▸ Required work
A) Using the PBDE hormone abstract, please explain in one to three sentences why the researchers chose to examine whether PBDE body burdens relate to hormone levels.
B) Resume the PBDE hormone abstract, writing the part that comes after its methods section.

▸ Quoted passage
Hormone disruption by PBDEs in adult male sport fish consumers.
Environ Health Perspect. 2008 Dec;116(12):1635-41. Epub 2008 Jul 24. PMID: 19079713
Division of Epidemiology and Biostatistics, School of Public Health, University of Illinois at Chicago, 1603 W. Taylor Street, Chicago, IL 60612, USA. firstname.lastname@example.org
BACKGROUND: Persistent pollutants, such as polychlorinated biphenyls (PCBs), affect endocrine function. Human exposure to polybrominated diphenyl ethers (PBDEs), which are similar in structure to PCBs, has increased recently, but health effects have not been well studied.
OBJECTIVES: Our goal in this study was to determine whether PBDE body burdens are related to thyroid and steroid hormone levels, thyroid antibodies, and thyroid disease in a cohort of frequent and infrequent adult male sport fish consumers.
METHODS: We tested serum from 405 adult males for PBDE congeners, PCB congeners, testosterone, sex-hormone-binding globulin (SHBG), SHBG-bound testosterone, thyroglobulin antibodies, and the thyroid hormones thyroxine (T(4)), triiodothyronine (T(3)), thyroid-stimulating hormone (TSH), and T(4)-binding globulin (TBG). We collected data on demographics, fish consumption, medical diseases, and medication use.

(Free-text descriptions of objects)
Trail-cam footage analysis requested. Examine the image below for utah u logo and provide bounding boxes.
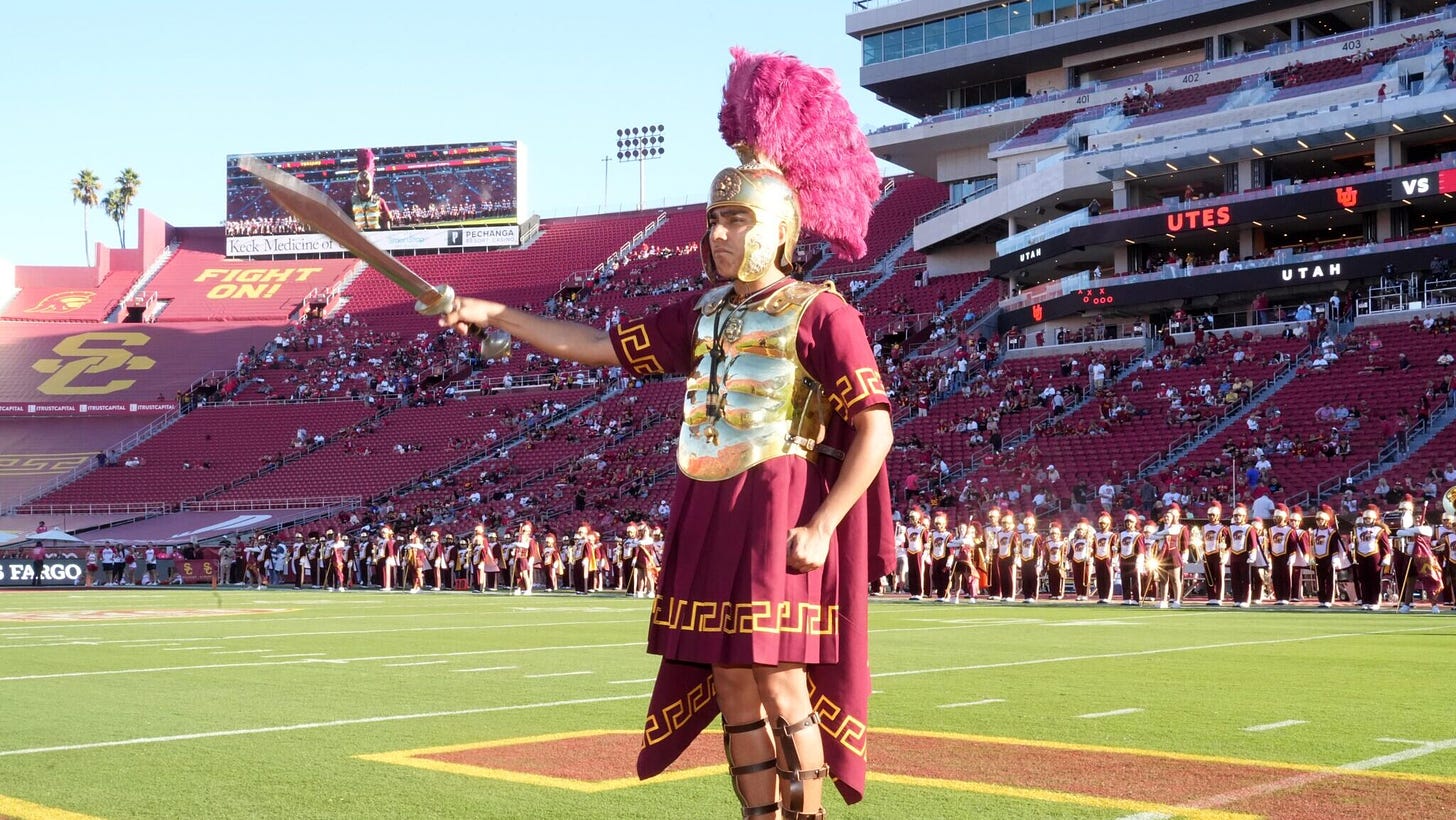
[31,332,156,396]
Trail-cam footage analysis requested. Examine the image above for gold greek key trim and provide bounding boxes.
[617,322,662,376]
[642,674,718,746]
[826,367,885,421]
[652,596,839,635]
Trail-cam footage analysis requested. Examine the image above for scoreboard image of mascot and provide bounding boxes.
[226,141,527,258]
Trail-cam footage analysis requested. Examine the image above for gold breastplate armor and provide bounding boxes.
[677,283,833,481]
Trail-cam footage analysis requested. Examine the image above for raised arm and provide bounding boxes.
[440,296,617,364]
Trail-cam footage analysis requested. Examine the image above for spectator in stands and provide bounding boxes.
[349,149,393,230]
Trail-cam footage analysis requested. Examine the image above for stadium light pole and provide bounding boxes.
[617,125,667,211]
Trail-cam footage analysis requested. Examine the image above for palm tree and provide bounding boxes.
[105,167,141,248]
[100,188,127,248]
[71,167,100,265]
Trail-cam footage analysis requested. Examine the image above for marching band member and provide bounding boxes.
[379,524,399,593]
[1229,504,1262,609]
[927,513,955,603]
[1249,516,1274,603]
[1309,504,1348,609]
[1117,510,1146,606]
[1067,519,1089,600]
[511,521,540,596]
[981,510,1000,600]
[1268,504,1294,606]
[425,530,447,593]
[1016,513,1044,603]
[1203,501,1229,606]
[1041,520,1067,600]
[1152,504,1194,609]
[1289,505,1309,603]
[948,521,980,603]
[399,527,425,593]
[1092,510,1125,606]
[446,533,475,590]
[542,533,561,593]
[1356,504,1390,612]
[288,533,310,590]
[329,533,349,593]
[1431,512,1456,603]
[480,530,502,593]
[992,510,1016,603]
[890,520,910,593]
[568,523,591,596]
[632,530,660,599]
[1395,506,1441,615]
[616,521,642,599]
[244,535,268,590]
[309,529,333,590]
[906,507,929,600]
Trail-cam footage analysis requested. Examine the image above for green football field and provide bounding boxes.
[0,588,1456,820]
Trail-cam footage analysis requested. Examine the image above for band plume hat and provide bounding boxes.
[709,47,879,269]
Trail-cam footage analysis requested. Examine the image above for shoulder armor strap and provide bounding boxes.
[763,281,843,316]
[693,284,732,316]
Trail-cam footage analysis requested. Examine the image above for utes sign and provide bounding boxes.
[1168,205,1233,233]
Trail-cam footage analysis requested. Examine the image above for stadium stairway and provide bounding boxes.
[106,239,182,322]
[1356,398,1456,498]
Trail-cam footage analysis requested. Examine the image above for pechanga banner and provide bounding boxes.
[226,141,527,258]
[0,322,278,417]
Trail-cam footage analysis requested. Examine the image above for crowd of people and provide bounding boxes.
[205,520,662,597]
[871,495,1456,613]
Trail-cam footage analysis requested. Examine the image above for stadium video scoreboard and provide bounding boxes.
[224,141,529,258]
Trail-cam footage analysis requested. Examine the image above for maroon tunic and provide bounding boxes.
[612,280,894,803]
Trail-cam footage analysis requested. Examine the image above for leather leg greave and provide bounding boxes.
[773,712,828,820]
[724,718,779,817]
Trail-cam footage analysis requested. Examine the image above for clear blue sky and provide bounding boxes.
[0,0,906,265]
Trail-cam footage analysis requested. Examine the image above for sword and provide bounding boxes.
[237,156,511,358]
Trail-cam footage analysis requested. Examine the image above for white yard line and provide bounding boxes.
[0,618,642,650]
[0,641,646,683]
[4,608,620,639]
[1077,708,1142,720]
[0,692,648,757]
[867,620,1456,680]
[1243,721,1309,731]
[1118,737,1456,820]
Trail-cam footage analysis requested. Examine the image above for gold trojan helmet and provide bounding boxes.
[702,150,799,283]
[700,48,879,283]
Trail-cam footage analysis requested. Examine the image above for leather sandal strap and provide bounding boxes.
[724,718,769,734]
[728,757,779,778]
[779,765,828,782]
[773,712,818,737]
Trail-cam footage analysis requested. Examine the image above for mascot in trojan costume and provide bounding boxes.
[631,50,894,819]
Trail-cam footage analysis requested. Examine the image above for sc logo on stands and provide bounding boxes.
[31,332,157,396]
* * *
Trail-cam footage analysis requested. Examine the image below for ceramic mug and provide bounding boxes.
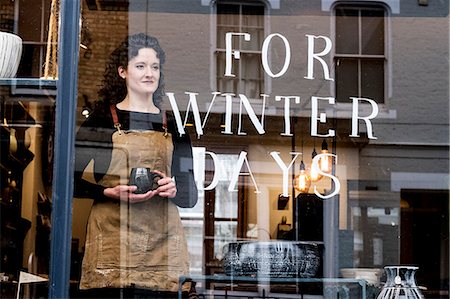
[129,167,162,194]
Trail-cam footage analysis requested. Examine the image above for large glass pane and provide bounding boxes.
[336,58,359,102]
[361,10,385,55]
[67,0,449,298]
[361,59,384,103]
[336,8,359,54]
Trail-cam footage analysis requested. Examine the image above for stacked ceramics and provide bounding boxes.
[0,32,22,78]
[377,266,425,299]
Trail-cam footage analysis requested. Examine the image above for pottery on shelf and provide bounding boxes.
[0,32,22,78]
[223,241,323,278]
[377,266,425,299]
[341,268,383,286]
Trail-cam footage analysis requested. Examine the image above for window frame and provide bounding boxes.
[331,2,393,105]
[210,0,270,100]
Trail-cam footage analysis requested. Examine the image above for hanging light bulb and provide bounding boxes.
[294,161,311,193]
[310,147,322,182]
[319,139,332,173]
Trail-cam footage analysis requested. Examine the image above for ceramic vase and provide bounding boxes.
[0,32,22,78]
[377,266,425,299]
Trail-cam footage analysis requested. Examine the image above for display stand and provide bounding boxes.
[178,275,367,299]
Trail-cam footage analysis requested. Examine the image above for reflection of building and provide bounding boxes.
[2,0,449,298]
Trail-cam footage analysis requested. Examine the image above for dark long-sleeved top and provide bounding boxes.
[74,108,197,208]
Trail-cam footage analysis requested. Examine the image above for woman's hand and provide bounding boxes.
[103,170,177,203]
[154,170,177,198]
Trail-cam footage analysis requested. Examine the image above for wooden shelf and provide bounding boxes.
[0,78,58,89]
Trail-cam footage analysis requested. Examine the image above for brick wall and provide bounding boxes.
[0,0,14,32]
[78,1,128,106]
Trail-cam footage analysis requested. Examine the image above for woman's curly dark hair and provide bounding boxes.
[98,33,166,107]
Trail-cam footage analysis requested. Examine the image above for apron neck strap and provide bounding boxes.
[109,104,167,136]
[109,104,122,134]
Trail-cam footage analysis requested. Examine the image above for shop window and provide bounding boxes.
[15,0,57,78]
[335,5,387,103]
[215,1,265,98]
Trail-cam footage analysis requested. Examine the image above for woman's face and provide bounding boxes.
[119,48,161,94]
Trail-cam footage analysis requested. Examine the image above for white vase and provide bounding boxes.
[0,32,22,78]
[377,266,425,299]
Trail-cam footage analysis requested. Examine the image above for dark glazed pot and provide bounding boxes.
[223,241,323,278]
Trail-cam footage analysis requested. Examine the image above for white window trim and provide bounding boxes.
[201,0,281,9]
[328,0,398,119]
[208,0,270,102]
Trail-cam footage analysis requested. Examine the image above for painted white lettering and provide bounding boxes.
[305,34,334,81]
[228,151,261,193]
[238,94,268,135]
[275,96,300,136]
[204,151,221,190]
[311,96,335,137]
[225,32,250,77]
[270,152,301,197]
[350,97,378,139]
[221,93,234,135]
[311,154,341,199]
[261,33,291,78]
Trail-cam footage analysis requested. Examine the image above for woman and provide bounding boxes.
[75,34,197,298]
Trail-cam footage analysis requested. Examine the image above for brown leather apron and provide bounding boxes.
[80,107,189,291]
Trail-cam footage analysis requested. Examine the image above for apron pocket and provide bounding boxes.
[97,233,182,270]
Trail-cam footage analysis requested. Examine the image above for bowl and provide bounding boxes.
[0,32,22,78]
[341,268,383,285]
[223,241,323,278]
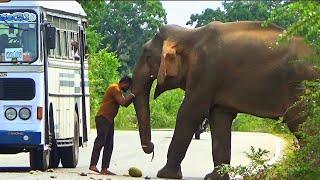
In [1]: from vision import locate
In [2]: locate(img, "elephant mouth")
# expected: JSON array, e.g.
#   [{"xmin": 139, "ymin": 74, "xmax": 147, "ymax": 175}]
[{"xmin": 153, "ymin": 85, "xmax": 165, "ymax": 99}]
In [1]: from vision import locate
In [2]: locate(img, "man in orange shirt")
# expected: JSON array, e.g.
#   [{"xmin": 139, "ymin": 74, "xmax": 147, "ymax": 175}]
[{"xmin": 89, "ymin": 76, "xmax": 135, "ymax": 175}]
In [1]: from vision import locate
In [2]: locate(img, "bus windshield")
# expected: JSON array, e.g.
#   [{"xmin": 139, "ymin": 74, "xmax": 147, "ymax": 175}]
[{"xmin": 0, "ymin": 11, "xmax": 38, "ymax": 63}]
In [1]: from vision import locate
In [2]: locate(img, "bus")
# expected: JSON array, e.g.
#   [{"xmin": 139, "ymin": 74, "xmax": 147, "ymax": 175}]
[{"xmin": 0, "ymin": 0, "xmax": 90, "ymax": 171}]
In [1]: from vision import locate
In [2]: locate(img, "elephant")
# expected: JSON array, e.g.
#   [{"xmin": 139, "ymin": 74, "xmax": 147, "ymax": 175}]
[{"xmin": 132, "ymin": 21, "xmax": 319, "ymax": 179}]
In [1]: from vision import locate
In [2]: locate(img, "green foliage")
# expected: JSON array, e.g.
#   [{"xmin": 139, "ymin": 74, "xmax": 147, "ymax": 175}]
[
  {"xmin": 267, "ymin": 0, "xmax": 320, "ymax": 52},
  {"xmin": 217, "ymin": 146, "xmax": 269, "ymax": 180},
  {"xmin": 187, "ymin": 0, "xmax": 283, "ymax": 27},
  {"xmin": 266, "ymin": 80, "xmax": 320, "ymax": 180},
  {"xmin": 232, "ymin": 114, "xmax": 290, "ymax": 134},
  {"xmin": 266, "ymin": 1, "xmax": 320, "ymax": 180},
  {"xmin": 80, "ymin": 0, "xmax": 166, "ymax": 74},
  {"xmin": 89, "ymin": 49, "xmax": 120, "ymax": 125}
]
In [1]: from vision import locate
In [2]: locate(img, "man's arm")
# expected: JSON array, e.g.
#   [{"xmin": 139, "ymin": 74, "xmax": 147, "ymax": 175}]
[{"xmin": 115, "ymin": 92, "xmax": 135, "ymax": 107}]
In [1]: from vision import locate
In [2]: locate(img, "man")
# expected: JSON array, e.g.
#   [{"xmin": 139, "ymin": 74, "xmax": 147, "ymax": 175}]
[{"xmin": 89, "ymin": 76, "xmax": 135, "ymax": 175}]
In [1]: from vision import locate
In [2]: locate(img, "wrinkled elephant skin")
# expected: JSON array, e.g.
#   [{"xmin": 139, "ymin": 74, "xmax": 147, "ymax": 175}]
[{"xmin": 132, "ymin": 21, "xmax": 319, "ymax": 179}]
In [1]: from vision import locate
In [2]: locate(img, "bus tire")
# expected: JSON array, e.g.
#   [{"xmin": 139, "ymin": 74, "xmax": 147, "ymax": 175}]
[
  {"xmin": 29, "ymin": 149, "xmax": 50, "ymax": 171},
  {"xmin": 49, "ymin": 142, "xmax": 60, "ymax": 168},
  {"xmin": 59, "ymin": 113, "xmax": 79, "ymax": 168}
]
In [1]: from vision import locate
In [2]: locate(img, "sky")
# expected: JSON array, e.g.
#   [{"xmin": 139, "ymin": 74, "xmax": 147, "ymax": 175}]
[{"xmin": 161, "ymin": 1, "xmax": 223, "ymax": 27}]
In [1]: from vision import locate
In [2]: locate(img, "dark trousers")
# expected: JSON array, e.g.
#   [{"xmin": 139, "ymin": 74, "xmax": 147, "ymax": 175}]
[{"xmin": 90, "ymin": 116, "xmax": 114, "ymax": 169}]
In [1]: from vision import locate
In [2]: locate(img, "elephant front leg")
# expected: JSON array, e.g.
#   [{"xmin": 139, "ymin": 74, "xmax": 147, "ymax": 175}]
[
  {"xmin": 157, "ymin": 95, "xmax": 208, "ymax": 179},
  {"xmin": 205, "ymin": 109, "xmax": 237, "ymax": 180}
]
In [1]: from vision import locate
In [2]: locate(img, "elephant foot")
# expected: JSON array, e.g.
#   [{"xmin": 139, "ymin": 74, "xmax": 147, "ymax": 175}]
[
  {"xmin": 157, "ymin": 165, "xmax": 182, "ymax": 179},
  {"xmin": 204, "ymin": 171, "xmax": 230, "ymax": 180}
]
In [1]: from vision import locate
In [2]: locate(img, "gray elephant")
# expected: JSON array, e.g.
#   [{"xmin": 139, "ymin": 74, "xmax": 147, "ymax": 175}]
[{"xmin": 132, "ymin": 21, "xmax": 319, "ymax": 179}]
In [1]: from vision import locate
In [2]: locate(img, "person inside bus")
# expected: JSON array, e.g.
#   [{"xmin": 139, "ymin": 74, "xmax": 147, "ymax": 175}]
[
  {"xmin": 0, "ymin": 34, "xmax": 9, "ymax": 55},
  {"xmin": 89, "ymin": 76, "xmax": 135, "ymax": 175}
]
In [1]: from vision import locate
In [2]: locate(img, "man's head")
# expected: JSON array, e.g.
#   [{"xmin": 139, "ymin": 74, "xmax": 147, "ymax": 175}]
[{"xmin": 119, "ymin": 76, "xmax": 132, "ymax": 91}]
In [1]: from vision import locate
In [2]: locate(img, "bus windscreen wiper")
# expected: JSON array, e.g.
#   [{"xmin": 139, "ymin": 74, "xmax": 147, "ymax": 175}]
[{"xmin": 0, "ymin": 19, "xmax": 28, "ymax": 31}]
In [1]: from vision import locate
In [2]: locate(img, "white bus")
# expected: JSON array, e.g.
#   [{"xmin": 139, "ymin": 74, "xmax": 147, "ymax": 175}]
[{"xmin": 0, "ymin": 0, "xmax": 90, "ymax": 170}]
---
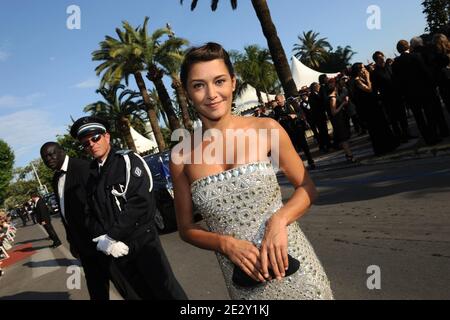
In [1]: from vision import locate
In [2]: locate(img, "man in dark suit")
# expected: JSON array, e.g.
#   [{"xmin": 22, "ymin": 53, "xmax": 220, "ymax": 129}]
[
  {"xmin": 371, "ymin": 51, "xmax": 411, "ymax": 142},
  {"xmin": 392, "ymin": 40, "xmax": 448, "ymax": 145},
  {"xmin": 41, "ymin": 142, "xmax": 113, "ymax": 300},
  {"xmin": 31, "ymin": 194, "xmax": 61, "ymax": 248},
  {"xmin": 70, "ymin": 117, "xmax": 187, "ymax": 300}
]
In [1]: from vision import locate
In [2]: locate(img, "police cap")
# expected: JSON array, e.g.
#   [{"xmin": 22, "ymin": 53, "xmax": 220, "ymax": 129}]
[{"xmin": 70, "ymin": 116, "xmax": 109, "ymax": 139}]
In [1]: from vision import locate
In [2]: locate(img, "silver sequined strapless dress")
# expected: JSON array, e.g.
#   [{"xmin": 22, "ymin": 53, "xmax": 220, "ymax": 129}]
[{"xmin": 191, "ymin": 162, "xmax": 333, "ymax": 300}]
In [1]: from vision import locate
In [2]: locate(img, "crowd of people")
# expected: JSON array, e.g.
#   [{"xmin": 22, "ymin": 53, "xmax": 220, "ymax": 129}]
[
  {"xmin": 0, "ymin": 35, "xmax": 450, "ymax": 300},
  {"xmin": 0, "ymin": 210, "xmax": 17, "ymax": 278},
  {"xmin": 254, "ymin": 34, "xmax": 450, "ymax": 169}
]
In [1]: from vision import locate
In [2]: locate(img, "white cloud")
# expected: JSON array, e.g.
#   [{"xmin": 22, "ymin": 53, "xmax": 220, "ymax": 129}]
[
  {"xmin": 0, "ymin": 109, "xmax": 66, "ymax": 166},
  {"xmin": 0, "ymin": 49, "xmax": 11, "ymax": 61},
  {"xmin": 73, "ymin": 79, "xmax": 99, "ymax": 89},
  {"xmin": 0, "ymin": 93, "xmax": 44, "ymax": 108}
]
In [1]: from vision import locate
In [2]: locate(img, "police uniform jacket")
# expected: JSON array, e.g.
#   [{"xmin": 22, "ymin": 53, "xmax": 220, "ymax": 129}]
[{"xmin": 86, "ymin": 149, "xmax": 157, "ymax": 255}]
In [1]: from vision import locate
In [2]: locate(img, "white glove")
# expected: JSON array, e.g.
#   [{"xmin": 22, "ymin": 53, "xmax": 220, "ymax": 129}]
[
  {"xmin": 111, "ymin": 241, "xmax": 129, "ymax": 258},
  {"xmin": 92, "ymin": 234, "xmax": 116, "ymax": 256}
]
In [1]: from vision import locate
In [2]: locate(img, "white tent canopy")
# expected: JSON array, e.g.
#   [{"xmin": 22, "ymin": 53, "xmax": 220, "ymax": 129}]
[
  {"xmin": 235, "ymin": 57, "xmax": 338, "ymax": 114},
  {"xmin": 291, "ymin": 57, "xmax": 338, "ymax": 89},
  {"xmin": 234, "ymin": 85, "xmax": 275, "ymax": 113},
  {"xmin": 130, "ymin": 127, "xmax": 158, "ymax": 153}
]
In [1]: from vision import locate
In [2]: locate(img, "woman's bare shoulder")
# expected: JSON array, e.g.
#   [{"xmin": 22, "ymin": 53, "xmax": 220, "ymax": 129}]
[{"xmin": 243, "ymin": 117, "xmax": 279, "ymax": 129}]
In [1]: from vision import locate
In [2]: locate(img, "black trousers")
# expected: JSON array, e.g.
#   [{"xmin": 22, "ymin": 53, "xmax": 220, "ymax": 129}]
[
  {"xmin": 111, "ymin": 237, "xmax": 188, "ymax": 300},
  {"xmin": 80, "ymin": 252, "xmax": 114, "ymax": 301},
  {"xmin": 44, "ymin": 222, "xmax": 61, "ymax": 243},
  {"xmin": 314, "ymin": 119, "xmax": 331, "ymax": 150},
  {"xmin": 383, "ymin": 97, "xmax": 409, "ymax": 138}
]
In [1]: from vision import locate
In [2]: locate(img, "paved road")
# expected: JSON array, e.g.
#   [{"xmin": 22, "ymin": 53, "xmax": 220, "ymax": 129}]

▸ Expected results
A) Persistent pollutants such as PCBs are known to affect endocrine function, and PBDEs are similar in structure to PCBs. Human exposure to PBDEs has also increased recently, yet their health effects have not been well studied.

B)
RESULTS: The median sum of PBDEs was 38 ng/g lipid. In 308 men without thyroid disease or diabetes, PBDEs were positively related to measures of T(4) and reverse T(3) and inversely related to total T(3) and TSH. PBDEs were positively related to the percentage of T(4) bound to albumin, and inversely related to the percentage of T(4) bound to TBG. Associations of BDE congeners with hormones varied. BDE-47 was positively associated with testosterone levels. Participants with PBDEs over the 95th percentile were more likely to have thyroglobulin antibodies, although high PBDE exposure was not associated with thyroid disease. PBDE effects were independent of PCB exposure and sport fish consumption.
CONCLUSIONS: PBDE exposure, at levels comparable with those of the general U.S. population, was associated with increased thyroglobulin antibodies and increased T(4) in adult males.